**DATASET ENTRIES**

========================================

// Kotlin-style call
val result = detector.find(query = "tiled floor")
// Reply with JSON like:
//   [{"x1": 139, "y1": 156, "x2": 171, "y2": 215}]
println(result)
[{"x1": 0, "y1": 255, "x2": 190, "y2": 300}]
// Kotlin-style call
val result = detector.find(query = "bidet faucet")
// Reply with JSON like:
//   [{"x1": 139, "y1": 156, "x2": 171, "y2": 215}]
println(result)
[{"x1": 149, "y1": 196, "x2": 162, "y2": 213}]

========================================

**INSTRUCTIONS TO FOLLOW**
Rewrite each of the records above, replacing "result" with "matches" wherever it occurs and changing nothing else.

**EXERCISE ANSWER**
// Kotlin-style call
val matches = detector.find(query = "tiled floor")
// Reply with JSON like:
//   [{"x1": 139, "y1": 156, "x2": 171, "y2": 215}]
println(matches)
[{"x1": 0, "y1": 255, "x2": 190, "y2": 300}]
// Kotlin-style call
val matches = detector.find(query = "bidet faucet")
// Reply with JSON like:
//   [{"x1": 139, "y1": 156, "x2": 171, "y2": 215}]
println(matches)
[{"x1": 149, "y1": 196, "x2": 162, "y2": 213}]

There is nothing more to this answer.